━━ Source extract ━━
Make edit-csv-as-yaml a bit more usable

- editing multiple files - adding/reordering columns - leaves out empty values - int values don't need quotes & are written without them
2024-08-20 18:16:34 +00:00 · 2011-09-24 22:04:12 +03:00 · 2011-09-24 22:04:12 +03:00 · 9a2f5093d8
commit 9a2f5093d8
parent 6f8a0bdc2e
1 changed files with 49 additions and 23 deletions
--- a/bin/edit-csv-as-yaml
+++ b/bin/edit-csv-as-yaml
@ -3,7 +3,7 @@
 for you to fiddle with it, then convert back to csv and replace the original
 file.

-Run me as: $0 some_file.csv
+Run me as: $0 some_file.csv [other_file.csv ...]

 The editor used is $EDITOR, of course.

@ -17,6 +17,7 @@ import os
 import subprocess
 import sys
 import tempfile
+import shlex

 try:
    import yaml
@ -47,20 +48,37 @@ yaml.add_representer(
 )

 ### Do actual work!
-infilename, = sys.argv[1:]
+infilenames = sys.argv[1:]

-data = []
-with open(infilename) as infile:
-    reader = csv.reader(infile, lineterminator='\n')
-    column_names = [unicode(column) for column in next(reader)]
+all_data = []
+for infilename in infilenames:
+    data = []
+    with open(infilename) as infile:
+        reader = csv.reader(infile, lineterminator='\n')
+        column_names = [unicode(column) for column in next(reader)]

-    # Read data...
-    for row in reader:
-        datum = odict()
-        for col, value in zip(column_names, row):
-            datum[col] = value.decode('utf-8')
+        # Read data...
+        for row in reader:
+            datum = odict()
+            for col, value in zip(column_names, row):
+                # Skip empty values
+                if value:
+                    datum[col] = value.decode('utf-8')
━━━
=== Work to do ===
A) In the edit-csv-as-yaml commit, turn the paragraph beginning "- editing multiple files" into a list with one item per change, keeping every change it names.
B) Carry the edit-csv-as-yaml commit forward from its last line shown.
━━ Data excerpts ━━
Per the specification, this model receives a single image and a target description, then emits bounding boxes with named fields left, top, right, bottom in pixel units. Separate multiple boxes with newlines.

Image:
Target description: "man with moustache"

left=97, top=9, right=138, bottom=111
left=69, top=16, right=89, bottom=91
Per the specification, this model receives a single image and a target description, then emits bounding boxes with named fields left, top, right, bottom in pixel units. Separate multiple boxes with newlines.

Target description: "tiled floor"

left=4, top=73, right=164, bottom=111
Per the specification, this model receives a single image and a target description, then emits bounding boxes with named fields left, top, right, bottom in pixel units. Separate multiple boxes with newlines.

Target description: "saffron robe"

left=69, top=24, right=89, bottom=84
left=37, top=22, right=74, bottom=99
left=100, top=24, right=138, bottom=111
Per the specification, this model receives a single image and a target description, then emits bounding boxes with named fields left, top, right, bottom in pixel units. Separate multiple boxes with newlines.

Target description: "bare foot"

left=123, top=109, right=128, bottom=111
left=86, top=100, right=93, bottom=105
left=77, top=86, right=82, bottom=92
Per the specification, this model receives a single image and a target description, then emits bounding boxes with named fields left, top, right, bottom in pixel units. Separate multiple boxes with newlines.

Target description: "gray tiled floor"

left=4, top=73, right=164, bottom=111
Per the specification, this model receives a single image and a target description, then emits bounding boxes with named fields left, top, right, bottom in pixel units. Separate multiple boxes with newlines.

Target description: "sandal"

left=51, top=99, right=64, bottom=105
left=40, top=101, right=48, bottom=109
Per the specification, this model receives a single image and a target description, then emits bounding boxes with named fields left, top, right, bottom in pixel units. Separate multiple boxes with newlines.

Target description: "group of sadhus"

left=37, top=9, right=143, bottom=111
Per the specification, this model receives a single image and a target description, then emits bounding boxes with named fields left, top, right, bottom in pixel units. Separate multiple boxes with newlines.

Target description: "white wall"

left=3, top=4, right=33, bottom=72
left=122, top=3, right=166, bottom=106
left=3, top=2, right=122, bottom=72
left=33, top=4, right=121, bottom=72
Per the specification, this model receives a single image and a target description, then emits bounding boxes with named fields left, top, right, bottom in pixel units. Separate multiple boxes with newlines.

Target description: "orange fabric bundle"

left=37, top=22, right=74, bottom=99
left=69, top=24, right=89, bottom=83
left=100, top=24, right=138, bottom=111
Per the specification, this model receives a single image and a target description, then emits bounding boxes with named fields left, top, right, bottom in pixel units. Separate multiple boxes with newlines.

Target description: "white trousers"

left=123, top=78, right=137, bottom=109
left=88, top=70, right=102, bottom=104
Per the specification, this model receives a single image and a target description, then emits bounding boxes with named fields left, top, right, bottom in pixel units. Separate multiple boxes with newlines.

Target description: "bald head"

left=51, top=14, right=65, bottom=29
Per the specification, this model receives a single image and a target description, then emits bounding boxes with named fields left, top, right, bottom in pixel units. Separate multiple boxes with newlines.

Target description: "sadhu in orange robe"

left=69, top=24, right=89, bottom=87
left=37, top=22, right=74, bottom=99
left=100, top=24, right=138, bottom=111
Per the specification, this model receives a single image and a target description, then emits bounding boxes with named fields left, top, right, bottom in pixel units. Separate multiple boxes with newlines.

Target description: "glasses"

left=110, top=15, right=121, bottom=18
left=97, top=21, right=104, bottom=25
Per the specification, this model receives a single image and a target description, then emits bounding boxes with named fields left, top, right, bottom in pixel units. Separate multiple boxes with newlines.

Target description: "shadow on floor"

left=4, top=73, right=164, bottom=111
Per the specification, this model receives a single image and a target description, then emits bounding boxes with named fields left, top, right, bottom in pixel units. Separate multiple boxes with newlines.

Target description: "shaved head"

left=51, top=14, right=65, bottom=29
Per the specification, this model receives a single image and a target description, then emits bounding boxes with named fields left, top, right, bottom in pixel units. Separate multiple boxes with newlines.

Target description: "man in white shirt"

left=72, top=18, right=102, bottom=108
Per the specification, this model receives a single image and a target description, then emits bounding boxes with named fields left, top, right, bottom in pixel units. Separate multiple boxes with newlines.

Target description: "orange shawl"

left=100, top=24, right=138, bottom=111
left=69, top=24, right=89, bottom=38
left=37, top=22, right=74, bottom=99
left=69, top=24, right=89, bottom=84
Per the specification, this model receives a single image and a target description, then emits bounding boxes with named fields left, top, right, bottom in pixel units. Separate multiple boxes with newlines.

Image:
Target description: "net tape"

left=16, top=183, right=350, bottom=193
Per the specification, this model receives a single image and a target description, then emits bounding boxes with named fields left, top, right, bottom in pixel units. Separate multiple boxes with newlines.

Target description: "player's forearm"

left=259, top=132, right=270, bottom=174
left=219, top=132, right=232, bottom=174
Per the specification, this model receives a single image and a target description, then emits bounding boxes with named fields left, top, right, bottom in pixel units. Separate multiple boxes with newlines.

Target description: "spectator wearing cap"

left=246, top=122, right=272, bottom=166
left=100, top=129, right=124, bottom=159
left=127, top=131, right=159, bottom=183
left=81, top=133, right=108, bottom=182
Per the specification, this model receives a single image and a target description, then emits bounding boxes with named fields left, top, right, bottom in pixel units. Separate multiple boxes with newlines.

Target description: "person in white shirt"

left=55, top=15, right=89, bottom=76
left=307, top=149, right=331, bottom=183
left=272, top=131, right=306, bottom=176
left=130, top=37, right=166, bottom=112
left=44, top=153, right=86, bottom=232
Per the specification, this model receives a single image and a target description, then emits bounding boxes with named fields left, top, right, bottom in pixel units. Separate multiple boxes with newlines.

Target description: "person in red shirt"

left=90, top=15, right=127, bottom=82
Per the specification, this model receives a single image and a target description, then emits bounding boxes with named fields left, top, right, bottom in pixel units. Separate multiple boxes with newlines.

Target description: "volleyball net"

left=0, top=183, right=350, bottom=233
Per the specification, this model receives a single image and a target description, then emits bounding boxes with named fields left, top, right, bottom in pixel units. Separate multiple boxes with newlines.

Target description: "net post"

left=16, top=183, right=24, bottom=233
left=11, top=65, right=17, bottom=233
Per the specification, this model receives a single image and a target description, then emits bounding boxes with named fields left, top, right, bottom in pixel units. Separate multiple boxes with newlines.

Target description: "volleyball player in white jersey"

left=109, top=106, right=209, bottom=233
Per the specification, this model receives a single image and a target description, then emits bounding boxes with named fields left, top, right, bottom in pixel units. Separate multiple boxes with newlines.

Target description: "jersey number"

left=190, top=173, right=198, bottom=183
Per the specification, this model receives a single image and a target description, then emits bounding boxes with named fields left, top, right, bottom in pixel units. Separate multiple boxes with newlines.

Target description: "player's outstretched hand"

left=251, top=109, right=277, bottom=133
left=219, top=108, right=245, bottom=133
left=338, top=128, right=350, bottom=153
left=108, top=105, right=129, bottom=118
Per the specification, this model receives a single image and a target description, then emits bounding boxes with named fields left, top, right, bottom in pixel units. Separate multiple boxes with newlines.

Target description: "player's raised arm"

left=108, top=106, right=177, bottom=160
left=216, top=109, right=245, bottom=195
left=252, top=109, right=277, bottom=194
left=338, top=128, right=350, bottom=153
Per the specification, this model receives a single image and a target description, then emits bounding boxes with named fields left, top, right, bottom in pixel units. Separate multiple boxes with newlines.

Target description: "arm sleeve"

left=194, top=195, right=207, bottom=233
━━━
=== Answers given ===
A)
- Edits multiple files
- Adds and reorders columns
- Leaves out empty values
- Int values need no quotes and are written without them

B)
+                    try:
+                        # Numbers to numbers
+                        if unicode(int(value)) == value:
+                            datum[col] = int(value)
+                    except ValueError:
+                        pass

-        data.append(datum)
+            data.append(datum)
+
+        file_info = odict((
+                ('name', infilename),
+                ('column_names', column_names),
+                ('rows', data),
+            ))
+    all_data.append(file_info)


 # Monkeypatch yaml to use > syntax for multiline text; easier to edit
@ -76,7 +94,7 @@ Emitter.choose_scalar_style = new_choose_scalar_style

 # Write to a tempfile
 with tempfile.NamedTemporaryFile(suffix='.yml') as tmp:
-    yaml.safe_dump(data, tmp,
+    yaml.safe_dump(all_data, tmp,
        default_flow_style=False,
        allow_unicode=True,
        indent=4,
@ -85,17 +103,21 @@ with tempfile.NamedTemporaryFile(suffix='.yml') as tmp:

    error_line = ''  # used on errors
    while True:
-        args = [os.environ['EDITOR'], tmp.name]
-        if 'vim' in os.environ['EDITOR']:
+        editor = shlex.split(os.environ['EDITOR'])
+        args = editor + [tmp.name]
+        if 'vim' in editor[0]:
            # vim has an arg for jumping to a line:
            args.append("+{0}".format(error_line))
+        elif 'kate' in editor[0]:
+            # so does kate!
+            args.append("-l {0}".format(error_line))

        # Run the user's editor and wait for it to close
        subprocess.Popen(args).wait()
        tmp.seek(0)

        try:
-            new_data = yaml.safe_load(tmp)
+            all_new_data = yaml.safe_load(tmp)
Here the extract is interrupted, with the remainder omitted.